(Records in a dataset)
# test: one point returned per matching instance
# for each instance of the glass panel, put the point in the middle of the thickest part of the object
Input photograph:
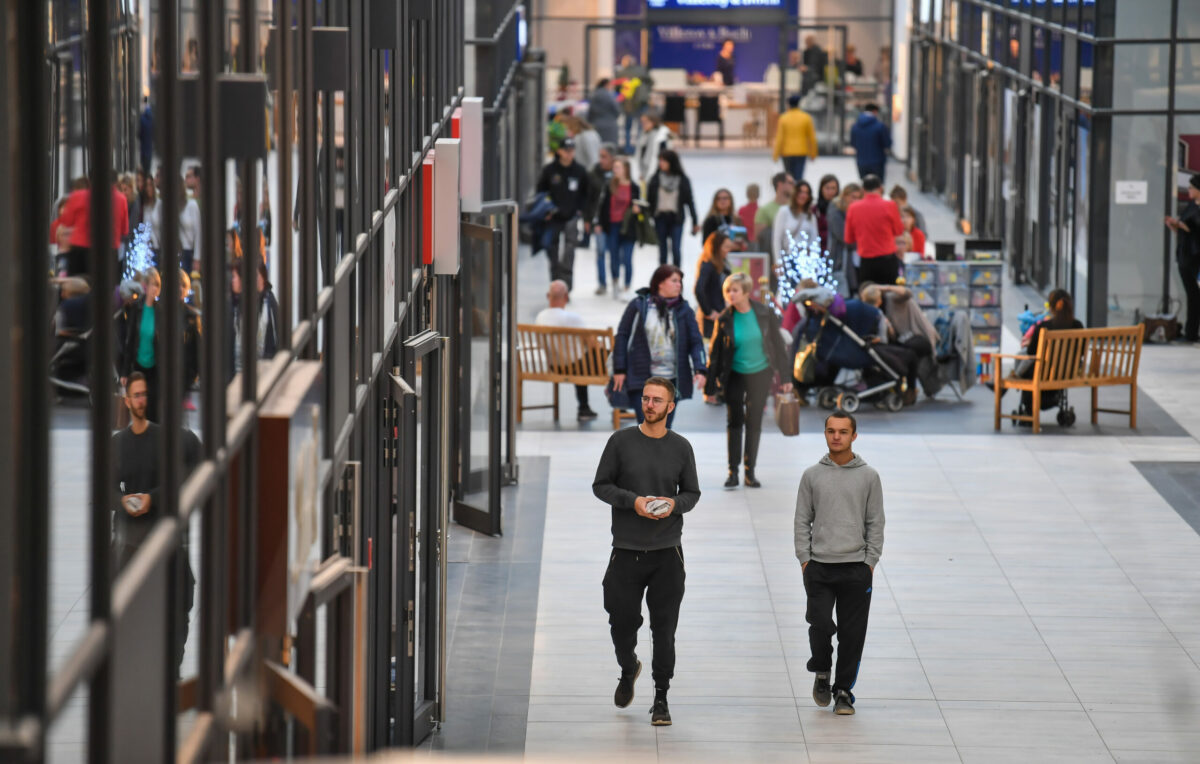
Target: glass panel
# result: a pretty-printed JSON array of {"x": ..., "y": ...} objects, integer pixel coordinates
[
  {"x": 1141, "y": 19},
  {"x": 1187, "y": 162},
  {"x": 1140, "y": 77},
  {"x": 1187, "y": 77},
  {"x": 1137, "y": 230},
  {"x": 1083, "y": 212}
]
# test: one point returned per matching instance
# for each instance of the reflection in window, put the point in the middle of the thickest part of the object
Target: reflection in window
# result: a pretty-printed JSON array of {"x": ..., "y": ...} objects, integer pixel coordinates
[{"x": 1140, "y": 77}]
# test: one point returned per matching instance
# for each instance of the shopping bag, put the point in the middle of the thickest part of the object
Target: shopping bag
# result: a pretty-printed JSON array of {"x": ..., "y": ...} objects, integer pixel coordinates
[{"x": 787, "y": 414}]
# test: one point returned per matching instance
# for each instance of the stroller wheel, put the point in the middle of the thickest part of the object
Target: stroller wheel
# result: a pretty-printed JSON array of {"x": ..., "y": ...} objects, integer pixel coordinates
[
  {"x": 827, "y": 398},
  {"x": 847, "y": 402}
]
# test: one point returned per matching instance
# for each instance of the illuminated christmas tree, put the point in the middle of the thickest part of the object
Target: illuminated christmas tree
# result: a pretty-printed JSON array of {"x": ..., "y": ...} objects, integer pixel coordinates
[{"x": 802, "y": 259}]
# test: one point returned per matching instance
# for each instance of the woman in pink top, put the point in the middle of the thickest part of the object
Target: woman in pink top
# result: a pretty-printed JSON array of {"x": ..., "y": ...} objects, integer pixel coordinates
[{"x": 615, "y": 221}]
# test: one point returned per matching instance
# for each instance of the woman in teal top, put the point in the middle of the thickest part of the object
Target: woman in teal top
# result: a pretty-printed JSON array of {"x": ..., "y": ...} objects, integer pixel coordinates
[
  {"x": 747, "y": 353},
  {"x": 141, "y": 343}
]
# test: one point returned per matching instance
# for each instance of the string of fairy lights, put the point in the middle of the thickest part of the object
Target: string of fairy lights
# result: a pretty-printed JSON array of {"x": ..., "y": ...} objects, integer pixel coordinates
[{"x": 801, "y": 259}]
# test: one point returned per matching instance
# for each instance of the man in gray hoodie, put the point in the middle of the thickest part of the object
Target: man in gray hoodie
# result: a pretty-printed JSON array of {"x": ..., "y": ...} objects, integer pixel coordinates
[{"x": 839, "y": 537}]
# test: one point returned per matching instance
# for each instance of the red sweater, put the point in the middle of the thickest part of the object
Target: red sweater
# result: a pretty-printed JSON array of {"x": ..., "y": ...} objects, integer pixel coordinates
[
  {"x": 874, "y": 223},
  {"x": 77, "y": 216}
]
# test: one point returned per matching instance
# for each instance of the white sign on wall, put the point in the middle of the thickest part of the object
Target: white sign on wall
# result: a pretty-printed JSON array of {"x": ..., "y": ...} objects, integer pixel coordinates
[{"x": 1132, "y": 192}]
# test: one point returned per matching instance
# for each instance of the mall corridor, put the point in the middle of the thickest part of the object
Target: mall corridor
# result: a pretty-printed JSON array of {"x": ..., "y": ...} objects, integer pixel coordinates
[{"x": 310, "y": 313}]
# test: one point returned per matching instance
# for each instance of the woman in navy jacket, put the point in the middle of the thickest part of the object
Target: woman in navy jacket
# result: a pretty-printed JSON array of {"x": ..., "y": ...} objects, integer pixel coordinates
[{"x": 658, "y": 336}]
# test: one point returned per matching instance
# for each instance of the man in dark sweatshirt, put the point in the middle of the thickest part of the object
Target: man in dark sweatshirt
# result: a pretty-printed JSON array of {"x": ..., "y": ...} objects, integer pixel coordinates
[
  {"x": 648, "y": 475},
  {"x": 567, "y": 182},
  {"x": 839, "y": 537},
  {"x": 139, "y": 493}
]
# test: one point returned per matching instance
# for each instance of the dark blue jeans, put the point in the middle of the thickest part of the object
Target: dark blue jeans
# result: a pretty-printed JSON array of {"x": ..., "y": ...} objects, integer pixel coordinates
[
  {"x": 795, "y": 167},
  {"x": 621, "y": 253},
  {"x": 670, "y": 232},
  {"x": 871, "y": 169}
]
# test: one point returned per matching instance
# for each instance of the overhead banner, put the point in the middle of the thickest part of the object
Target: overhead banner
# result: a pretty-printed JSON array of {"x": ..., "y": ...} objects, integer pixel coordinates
[{"x": 695, "y": 49}]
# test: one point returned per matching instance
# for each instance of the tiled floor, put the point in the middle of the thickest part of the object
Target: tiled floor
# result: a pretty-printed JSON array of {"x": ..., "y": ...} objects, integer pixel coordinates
[{"x": 1037, "y": 599}]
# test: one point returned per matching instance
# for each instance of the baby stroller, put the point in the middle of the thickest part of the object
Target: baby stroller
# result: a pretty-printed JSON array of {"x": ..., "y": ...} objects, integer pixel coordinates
[{"x": 879, "y": 382}]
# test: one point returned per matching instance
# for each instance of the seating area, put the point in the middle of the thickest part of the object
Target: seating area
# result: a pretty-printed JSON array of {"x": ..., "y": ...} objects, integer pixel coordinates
[
  {"x": 558, "y": 355},
  {"x": 1075, "y": 358}
]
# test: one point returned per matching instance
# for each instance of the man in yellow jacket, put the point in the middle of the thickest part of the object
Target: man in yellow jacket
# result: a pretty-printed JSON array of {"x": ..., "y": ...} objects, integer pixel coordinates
[{"x": 796, "y": 138}]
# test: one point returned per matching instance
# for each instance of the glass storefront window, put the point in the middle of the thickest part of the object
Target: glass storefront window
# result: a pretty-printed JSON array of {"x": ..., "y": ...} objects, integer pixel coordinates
[
  {"x": 1143, "y": 19},
  {"x": 1137, "y": 230},
  {"x": 1056, "y": 60},
  {"x": 1187, "y": 77},
  {"x": 1140, "y": 77}
]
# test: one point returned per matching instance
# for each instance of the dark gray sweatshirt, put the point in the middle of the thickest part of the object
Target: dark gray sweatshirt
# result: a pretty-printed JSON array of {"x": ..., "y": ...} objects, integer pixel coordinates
[
  {"x": 634, "y": 464},
  {"x": 839, "y": 513}
]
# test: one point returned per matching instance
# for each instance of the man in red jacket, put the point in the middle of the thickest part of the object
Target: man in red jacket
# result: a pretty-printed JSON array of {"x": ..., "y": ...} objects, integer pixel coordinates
[
  {"x": 874, "y": 223},
  {"x": 77, "y": 217}
]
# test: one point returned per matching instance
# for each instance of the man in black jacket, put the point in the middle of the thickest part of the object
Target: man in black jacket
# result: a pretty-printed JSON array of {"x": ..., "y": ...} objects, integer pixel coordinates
[
  {"x": 567, "y": 182},
  {"x": 648, "y": 476}
]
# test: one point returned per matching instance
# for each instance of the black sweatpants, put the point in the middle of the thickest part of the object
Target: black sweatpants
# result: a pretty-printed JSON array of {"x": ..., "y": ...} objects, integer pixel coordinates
[
  {"x": 745, "y": 396},
  {"x": 659, "y": 576},
  {"x": 1189, "y": 270},
  {"x": 883, "y": 269},
  {"x": 847, "y": 588}
]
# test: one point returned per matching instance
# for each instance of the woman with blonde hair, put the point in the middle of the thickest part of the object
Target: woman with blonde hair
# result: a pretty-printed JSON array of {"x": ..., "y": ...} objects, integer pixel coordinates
[
  {"x": 143, "y": 340},
  {"x": 745, "y": 353}
]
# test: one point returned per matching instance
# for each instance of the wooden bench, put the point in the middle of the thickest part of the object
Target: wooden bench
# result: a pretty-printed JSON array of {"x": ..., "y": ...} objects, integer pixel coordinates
[
  {"x": 1077, "y": 358},
  {"x": 557, "y": 354}
]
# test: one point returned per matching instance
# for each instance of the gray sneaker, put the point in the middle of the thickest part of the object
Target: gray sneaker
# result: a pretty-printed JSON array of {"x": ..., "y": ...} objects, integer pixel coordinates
[
  {"x": 821, "y": 691},
  {"x": 624, "y": 693},
  {"x": 844, "y": 704}
]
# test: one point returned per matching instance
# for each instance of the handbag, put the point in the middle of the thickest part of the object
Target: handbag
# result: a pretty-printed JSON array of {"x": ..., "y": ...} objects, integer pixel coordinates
[
  {"x": 787, "y": 415},
  {"x": 804, "y": 365}
]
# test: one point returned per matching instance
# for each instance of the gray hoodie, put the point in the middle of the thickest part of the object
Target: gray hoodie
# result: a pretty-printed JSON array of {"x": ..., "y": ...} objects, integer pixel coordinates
[{"x": 839, "y": 513}]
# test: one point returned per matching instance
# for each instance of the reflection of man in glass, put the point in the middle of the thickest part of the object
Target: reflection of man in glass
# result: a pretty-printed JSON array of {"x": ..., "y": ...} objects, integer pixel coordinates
[
  {"x": 813, "y": 62},
  {"x": 1187, "y": 256},
  {"x": 725, "y": 62},
  {"x": 141, "y": 492}
]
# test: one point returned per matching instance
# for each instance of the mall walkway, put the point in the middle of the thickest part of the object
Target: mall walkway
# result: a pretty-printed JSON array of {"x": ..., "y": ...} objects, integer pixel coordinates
[{"x": 1037, "y": 600}]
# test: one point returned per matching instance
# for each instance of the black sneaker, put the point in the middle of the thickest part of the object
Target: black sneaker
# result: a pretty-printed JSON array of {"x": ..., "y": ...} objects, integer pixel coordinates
[
  {"x": 660, "y": 715},
  {"x": 821, "y": 691},
  {"x": 624, "y": 695},
  {"x": 844, "y": 704}
]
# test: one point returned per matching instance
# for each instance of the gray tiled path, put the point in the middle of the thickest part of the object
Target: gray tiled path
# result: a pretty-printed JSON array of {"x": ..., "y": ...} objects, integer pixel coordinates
[{"x": 1037, "y": 600}]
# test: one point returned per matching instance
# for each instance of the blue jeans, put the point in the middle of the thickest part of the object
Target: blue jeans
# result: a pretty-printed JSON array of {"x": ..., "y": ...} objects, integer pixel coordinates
[
  {"x": 795, "y": 167},
  {"x": 621, "y": 253},
  {"x": 670, "y": 233}
]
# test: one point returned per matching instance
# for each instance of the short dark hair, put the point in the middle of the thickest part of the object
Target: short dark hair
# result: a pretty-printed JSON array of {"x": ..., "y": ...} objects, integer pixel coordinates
[
  {"x": 136, "y": 377},
  {"x": 661, "y": 382},
  {"x": 844, "y": 414},
  {"x": 661, "y": 274}
]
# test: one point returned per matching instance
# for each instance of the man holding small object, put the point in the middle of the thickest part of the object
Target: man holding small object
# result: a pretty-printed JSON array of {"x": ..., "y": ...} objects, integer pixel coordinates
[
  {"x": 648, "y": 476},
  {"x": 139, "y": 497}
]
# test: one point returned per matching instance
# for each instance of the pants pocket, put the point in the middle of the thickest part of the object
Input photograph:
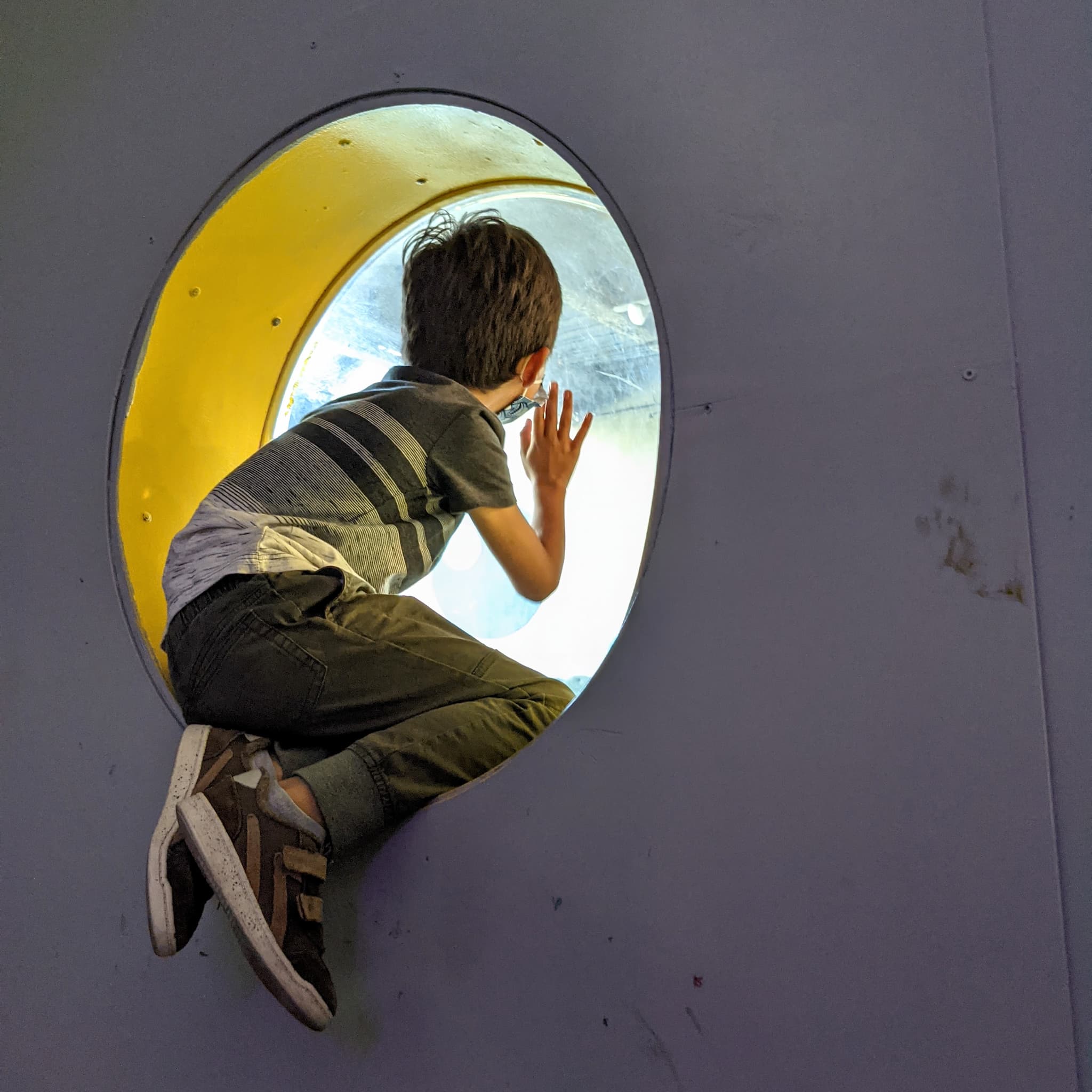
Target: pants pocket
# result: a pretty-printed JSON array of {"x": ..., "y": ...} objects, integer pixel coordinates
[{"x": 260, "y": 680}]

** INSTRUCTIONS FOR THE TASK **
List every line of the entries above that contains the word "yellow". Uppercase and lowercase count as different.

** ANSWER IN FULL **
# for each instance of the man in yellow jacket, put the point in the middle of the thickest part of the object
Target: man in yellow jacket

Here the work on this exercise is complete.